*YOUR TASK*. Work through the entries below line by line and give the number of lines with the string "mineral", nothing else.
──────────────────────────────
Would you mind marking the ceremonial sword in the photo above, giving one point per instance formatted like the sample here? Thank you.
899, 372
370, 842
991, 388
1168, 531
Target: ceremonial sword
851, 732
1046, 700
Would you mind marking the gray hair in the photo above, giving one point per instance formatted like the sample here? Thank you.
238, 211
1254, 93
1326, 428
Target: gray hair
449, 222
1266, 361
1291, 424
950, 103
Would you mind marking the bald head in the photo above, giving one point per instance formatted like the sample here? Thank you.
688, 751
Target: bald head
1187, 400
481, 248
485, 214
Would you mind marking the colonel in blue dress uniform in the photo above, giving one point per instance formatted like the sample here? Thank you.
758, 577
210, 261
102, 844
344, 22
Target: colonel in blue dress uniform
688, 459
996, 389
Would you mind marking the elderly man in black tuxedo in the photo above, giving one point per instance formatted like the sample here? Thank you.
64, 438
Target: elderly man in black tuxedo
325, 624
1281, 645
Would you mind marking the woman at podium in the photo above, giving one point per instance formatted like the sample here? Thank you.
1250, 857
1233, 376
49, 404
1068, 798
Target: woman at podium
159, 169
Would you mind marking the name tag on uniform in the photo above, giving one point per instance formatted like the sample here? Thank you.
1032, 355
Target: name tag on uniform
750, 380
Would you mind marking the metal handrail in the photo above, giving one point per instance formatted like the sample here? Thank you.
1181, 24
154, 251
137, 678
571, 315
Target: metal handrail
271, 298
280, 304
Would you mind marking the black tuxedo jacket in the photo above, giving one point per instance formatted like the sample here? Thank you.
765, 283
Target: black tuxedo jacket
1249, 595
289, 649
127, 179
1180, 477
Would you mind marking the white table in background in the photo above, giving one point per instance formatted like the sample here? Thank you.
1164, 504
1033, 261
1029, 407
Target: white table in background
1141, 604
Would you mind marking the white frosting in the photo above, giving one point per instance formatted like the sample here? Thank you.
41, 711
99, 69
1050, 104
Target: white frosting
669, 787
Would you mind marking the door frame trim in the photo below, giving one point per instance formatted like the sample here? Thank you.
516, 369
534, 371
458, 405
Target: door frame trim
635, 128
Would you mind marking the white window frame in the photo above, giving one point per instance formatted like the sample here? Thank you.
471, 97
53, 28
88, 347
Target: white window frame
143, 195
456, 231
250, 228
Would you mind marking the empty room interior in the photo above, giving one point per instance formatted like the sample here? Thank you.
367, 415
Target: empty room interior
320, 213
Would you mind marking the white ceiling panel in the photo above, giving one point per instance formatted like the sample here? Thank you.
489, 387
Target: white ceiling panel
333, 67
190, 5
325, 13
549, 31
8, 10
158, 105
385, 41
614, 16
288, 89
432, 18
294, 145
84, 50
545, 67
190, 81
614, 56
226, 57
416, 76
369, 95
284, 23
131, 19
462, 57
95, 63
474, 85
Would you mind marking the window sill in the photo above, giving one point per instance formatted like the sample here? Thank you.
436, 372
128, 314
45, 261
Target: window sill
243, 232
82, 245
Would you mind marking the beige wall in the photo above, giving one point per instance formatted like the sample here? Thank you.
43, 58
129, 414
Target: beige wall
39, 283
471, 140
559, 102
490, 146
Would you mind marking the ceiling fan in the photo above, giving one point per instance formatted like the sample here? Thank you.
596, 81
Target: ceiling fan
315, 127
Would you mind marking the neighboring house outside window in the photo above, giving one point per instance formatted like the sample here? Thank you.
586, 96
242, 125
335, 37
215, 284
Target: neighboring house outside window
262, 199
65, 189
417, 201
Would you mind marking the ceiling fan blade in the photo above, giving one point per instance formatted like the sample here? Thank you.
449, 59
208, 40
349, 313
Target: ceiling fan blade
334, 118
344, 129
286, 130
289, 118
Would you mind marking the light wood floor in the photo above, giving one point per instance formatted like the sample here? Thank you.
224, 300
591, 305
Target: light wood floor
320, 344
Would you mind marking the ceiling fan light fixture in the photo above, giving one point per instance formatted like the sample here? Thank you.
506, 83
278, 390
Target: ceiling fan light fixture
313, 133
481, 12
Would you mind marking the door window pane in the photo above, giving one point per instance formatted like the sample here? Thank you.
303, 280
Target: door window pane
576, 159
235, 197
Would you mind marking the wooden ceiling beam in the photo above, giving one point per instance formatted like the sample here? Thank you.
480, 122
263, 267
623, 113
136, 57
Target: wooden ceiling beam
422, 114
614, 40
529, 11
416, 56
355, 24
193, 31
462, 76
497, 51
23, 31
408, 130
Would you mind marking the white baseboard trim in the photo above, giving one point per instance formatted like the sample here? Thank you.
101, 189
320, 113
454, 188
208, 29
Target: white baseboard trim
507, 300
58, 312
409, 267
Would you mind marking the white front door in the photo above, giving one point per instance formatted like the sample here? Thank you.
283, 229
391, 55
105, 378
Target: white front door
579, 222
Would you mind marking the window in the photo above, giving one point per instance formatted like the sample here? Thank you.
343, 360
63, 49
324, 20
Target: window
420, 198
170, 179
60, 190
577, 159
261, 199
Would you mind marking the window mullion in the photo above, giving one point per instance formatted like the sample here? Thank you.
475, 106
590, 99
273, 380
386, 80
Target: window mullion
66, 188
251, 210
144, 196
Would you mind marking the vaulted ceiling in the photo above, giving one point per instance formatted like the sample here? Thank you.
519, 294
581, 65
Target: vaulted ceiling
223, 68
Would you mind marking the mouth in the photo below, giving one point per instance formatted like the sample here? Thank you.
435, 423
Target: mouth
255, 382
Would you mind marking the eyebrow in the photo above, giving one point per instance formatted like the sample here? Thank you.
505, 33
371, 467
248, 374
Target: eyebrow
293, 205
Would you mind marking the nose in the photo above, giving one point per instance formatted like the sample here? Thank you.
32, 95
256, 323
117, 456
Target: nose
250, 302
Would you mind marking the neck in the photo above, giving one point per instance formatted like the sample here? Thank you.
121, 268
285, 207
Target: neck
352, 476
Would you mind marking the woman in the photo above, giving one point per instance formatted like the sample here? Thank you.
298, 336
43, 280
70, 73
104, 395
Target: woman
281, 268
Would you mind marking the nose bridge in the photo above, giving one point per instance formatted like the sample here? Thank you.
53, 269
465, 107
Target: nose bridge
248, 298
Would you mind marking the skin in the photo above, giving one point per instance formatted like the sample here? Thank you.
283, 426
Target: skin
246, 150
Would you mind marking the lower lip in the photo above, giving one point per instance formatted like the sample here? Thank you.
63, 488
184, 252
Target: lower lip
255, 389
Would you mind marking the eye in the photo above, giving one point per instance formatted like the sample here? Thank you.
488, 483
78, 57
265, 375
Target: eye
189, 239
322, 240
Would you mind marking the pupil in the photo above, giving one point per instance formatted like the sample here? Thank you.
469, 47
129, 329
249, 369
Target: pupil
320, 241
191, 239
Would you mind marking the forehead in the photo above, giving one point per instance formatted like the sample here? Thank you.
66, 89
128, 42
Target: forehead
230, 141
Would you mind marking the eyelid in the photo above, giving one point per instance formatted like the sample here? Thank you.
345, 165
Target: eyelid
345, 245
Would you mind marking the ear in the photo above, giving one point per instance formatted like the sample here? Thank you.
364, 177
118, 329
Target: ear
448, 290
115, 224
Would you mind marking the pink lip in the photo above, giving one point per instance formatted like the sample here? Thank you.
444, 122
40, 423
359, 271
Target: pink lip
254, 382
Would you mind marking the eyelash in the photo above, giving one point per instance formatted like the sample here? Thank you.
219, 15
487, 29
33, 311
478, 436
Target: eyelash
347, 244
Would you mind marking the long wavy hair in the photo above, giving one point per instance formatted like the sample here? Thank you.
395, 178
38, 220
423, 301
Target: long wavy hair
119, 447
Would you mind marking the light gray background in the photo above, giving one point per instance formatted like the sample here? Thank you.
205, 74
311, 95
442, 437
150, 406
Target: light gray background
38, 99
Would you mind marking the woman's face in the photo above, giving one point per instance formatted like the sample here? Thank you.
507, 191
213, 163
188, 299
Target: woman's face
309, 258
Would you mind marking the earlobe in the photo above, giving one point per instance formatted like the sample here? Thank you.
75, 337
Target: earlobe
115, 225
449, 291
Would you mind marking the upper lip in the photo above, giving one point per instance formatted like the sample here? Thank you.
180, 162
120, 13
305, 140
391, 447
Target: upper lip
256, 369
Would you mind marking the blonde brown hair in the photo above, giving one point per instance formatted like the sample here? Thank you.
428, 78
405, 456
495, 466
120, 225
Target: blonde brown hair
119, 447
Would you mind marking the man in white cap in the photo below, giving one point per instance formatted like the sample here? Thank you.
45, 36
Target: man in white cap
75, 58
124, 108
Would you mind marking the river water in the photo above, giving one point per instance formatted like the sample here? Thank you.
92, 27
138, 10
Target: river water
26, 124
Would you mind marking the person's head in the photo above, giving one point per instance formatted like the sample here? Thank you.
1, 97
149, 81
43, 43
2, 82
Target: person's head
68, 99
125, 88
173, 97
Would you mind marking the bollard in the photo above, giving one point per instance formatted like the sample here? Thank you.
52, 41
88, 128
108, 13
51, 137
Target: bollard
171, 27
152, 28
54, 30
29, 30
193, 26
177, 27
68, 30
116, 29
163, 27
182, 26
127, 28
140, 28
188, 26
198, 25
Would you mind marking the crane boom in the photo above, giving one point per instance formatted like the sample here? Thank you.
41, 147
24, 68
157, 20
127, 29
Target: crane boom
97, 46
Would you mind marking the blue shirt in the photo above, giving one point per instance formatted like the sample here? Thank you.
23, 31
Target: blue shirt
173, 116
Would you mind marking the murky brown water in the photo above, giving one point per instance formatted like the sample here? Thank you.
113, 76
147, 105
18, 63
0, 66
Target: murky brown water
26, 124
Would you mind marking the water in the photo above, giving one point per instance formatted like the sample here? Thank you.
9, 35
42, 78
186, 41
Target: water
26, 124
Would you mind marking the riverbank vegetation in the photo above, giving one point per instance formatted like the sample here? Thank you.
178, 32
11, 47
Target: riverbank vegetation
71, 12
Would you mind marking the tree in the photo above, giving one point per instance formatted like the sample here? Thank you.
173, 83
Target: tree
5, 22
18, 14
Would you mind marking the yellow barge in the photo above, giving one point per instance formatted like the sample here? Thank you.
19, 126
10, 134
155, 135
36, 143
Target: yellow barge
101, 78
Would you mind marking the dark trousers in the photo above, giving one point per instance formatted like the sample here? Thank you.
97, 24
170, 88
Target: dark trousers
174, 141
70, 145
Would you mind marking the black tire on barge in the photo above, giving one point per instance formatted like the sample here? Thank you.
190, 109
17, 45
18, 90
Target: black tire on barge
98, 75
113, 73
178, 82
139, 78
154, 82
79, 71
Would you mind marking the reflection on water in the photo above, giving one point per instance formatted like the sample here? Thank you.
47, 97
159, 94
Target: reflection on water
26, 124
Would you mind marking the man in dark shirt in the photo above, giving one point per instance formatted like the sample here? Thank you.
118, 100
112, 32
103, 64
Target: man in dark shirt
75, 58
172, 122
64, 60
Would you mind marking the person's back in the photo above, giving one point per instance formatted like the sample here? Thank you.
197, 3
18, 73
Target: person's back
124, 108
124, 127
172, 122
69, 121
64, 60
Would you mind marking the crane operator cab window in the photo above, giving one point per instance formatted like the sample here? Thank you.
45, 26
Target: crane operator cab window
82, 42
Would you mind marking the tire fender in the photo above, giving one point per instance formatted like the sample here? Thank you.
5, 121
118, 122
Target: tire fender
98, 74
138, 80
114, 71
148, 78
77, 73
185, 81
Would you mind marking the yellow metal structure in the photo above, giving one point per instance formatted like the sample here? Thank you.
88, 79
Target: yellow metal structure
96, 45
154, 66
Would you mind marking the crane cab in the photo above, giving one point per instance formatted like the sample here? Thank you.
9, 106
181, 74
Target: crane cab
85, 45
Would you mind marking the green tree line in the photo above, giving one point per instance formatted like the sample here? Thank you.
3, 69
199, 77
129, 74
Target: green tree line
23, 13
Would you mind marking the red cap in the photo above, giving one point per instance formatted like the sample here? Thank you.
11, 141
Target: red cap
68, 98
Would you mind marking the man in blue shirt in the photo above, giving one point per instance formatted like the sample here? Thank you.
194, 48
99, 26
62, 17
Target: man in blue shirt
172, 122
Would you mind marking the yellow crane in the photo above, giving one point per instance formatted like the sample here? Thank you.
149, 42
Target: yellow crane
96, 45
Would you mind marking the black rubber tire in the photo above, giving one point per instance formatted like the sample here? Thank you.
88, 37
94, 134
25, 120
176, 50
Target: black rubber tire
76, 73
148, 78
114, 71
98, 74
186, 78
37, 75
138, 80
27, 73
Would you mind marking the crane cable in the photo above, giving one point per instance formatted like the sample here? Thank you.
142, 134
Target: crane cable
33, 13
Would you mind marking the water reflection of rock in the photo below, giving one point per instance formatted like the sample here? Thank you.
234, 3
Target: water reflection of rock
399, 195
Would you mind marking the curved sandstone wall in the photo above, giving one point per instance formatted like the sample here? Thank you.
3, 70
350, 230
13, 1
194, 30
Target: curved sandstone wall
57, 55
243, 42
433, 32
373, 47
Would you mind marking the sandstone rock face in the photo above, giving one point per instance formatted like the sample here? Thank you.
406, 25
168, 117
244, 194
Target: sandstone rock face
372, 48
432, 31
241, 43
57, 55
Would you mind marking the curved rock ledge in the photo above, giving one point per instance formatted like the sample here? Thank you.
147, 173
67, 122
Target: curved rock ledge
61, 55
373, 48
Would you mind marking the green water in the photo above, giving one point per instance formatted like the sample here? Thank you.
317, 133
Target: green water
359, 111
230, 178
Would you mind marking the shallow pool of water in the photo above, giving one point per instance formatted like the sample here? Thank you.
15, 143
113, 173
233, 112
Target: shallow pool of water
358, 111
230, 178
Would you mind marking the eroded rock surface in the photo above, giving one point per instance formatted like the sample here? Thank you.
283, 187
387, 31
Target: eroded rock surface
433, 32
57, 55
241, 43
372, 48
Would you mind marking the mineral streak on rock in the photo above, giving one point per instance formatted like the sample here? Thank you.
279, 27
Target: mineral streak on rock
──────────────────────────────
*WRITTEN ANSWER*. 2